DIALOGOS › DIEGO TATIAN, DECANO DE FILOSOFíA Y HUMANIDADES DE CóRDOBA, ESTUDIOSO DE SPINOZA

“Mi libertad empieza donde empieza la libertad de otro”

Para el filósofo cordobés, Baruch Spinoza ofrece una visión de lo democrático como apertura y no como bloqueo. Lo plantea como una forma de “potenciar lo colectivo”, una mirada opuesta al llamado republicanismo conservador.

 Por Veronica Gago

–Reivindica el “valor de uso” de la filosofía de Spinoza. En concreto, ¿qué claves da este filósofo para pensar qué significaría una radicalización democrática hoy?

–En mi opinión, Spinoza invita a pensar la democracia como manifestación, incremento, apertura, composición imprevista de diferencias, y nunca como bloqueo del deseo por el procedimiento. Democracia significa en su pensamiento un régimen en el que la Constitución, las leyes y los procedimientos son instituciones forjadas por la vida popular, por las luchas sociales y la experiencia colectiva, que de este modo es siempre autoinstitución. Se trata de una noción de democracia que nunca presupone la desconfianza de la potencia común, la inhibición por el miedo, ni la despolitización del cuerpo colectivo para su control.

–Ese sujeto colectivo, multitudinario, es entonces el protagonista democrático...

–La “multitud” spinozista es democrática en un doble sentido: por una parte como designación de un poder popular, una potencia inalienable e intransferible, un derecho en acto constitutivo de la realidad social; por otra, multitud democrática significa preservación de las diferencias que la constituyen por naturaleza, resistencia a la uniformidad; multiplicidad sin centro que no admite nunca ser reducida a la unidad; conflicto irrepresentable que produce institucionalidad, dándose a sí misma una forma viva. Por eso, la libertad de pensar y manifestar el pensamiento tiene en Spinoza un núcleo democrático, no liberal.

–¿Cuál es la potencia de esa figura que es en el fondo irrepresentable?
——————————
Qué harás:
[A] Según la entrevista, ¿por qué la libertad de pensar y manifestar el pensamiento tiene en Spinoza un núcleo democrático y no liberal? Responde en una a tres oraciones.
[B] Contesta estas preguntas sobre la entrevista, cada respuesta en su propia línea y marcada igual que la pregunta:
(i) ¿Quién firma la entrevista?
(ii) ¿Qué cargo ocupa Diego Tatian?
(iii) ¿A qué mirada se opone la visión de lo democrático que, según el filósofo, ofrece Spinoza?
[C] Repite, por favor, el fragmento de la entrevista que comienza en las palabras "Por Veronica Gago" y termina tras "radicalización democrática hoy?".

Conjunto de filas:
——————————
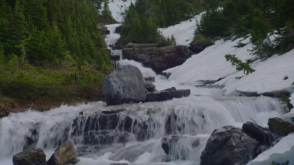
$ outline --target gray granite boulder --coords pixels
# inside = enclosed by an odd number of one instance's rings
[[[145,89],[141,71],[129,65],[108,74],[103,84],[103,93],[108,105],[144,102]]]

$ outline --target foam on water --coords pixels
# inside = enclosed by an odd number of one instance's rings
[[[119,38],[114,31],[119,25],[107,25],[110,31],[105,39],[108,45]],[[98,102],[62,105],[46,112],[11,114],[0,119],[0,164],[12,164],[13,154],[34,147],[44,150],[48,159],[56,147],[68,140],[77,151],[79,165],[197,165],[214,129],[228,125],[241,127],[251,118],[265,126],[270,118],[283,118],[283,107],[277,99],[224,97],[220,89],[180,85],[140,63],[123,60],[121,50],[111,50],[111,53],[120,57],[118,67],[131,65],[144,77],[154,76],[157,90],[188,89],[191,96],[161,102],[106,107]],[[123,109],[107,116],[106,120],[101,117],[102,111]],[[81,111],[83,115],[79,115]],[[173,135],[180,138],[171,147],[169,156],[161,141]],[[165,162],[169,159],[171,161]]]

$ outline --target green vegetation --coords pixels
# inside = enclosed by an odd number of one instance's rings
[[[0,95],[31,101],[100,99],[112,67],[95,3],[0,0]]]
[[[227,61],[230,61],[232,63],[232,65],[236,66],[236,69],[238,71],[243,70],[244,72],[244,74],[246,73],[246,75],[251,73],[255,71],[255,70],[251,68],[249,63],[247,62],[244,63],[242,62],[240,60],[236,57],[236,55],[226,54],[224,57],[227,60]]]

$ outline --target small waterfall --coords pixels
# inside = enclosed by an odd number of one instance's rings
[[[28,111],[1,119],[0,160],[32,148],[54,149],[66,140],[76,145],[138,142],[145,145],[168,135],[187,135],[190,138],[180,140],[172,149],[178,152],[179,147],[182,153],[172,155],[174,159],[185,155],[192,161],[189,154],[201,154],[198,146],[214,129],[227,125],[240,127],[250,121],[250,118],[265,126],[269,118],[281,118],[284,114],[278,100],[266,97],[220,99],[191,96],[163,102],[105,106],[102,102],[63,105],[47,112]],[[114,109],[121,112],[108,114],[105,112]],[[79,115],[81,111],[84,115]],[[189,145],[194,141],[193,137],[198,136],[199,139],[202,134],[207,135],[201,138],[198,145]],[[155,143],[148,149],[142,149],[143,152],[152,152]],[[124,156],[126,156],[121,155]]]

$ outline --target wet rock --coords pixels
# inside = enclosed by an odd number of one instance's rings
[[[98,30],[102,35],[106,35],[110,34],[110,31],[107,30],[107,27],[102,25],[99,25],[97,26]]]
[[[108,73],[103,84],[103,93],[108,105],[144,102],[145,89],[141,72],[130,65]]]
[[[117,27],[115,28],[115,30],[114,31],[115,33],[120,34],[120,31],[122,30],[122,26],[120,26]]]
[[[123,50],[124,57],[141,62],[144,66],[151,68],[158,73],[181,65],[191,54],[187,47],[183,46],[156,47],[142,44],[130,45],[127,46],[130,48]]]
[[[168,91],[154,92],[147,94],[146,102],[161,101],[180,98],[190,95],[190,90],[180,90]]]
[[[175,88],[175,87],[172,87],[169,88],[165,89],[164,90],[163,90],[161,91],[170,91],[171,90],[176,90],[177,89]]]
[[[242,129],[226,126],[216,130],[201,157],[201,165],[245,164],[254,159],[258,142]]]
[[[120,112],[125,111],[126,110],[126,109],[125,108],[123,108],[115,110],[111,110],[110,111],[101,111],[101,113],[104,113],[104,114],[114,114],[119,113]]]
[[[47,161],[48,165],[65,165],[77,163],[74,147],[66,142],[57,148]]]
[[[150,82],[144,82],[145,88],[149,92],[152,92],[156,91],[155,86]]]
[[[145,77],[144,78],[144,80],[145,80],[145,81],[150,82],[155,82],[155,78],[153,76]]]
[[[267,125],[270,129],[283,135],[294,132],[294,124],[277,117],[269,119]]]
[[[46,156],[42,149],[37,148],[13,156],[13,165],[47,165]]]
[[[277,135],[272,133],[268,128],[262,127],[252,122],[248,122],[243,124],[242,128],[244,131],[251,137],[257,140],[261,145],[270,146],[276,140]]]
——————————
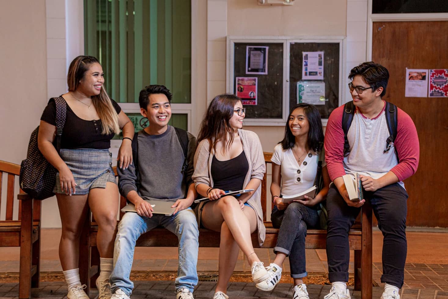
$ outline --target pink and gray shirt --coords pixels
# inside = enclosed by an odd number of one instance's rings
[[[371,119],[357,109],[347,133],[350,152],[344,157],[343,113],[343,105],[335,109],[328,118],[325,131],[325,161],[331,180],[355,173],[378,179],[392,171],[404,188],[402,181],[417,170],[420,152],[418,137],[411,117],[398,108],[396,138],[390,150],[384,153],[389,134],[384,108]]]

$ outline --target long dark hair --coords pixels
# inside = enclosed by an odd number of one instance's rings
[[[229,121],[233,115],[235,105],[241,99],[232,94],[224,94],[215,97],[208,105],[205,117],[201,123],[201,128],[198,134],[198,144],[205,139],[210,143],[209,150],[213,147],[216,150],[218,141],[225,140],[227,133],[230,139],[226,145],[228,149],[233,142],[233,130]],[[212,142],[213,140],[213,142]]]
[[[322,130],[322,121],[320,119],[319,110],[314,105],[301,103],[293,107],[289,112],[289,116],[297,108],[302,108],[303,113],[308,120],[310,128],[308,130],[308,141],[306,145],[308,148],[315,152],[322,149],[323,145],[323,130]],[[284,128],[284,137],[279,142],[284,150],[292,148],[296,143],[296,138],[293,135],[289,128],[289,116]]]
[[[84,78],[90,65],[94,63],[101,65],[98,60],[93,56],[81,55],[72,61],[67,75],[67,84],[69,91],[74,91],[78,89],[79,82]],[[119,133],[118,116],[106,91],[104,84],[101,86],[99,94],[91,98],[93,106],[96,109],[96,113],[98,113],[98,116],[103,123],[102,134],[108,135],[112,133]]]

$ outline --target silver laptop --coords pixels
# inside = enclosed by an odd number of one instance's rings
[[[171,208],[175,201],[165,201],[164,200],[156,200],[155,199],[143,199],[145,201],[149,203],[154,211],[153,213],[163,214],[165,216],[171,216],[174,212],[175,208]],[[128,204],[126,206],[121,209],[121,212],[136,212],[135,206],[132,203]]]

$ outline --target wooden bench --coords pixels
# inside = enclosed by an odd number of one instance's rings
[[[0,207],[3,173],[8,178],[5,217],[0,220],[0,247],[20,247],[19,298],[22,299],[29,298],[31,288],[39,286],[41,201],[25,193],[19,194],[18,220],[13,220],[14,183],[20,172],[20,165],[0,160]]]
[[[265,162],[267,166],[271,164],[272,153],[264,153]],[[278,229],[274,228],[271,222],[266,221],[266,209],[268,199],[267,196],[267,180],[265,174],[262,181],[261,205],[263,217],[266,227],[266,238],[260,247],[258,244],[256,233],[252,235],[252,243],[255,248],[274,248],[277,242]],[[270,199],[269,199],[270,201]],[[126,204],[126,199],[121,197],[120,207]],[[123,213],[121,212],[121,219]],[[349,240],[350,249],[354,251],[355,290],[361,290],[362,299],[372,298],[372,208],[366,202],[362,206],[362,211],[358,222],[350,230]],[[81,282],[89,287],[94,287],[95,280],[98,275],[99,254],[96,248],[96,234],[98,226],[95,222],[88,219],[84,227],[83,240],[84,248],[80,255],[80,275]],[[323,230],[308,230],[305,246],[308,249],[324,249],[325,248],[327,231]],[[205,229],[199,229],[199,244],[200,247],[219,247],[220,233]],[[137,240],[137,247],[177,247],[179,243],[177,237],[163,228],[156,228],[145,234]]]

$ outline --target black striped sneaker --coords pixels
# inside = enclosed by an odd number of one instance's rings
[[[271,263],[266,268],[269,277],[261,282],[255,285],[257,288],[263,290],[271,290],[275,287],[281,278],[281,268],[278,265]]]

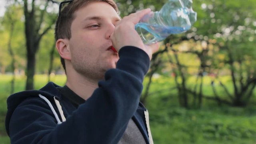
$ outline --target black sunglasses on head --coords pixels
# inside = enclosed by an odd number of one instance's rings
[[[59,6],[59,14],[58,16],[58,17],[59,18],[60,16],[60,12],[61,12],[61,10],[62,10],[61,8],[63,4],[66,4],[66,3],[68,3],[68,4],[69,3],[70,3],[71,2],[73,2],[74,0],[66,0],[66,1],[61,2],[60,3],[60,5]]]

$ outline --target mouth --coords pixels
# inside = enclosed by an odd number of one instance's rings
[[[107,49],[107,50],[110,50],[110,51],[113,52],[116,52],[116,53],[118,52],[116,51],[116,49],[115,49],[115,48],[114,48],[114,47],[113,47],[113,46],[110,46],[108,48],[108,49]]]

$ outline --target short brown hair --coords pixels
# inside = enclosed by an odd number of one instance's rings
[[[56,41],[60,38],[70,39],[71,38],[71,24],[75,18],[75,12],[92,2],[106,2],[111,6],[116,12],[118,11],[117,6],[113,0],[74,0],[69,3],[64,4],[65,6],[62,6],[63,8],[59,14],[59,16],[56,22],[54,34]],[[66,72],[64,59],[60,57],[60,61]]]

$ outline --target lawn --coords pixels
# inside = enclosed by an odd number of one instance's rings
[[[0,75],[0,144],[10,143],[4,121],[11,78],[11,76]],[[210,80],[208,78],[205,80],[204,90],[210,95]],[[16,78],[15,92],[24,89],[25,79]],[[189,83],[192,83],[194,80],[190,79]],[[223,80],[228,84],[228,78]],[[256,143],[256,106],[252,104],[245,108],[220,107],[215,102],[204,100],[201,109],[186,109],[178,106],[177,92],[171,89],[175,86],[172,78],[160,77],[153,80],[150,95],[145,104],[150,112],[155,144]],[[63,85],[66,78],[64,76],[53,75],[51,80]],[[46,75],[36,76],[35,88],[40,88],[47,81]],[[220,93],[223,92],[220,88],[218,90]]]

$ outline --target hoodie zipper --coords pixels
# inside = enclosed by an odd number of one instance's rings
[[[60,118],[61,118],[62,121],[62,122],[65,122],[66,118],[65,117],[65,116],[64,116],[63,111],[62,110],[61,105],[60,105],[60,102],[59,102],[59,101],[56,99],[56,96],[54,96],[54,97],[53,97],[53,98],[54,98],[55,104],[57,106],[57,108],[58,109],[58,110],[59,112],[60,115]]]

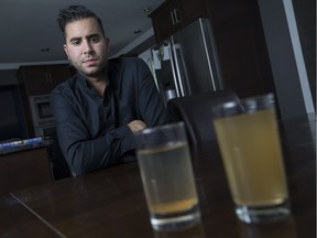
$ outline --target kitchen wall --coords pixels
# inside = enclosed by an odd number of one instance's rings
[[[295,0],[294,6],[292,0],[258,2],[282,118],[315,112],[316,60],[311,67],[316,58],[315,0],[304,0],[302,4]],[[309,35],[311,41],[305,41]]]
——————————
Ejercicio resuelto:
[A] Porque la multitud spinozista es democrática en un doble sentido. Designa un poder popular, una potencia inalienable e intransferible. A la vez preserva las diferencias que la constituyen, resiste la uniformidad y no admite ser reducida a la unidad.

[B]
(i) Veronica Gago.
(ii) Es decano de Filosofía y Humanidades de Córdoba.
(iii) Al llamado republicanismo conservador.

[C]
Por Veronica Gago

–Reivindica el “valor de uso” de la filosofía de Spinoza. En concreto, ¿qué claves da este filósofo para pensar qué significaría una radicalización democrática hoy?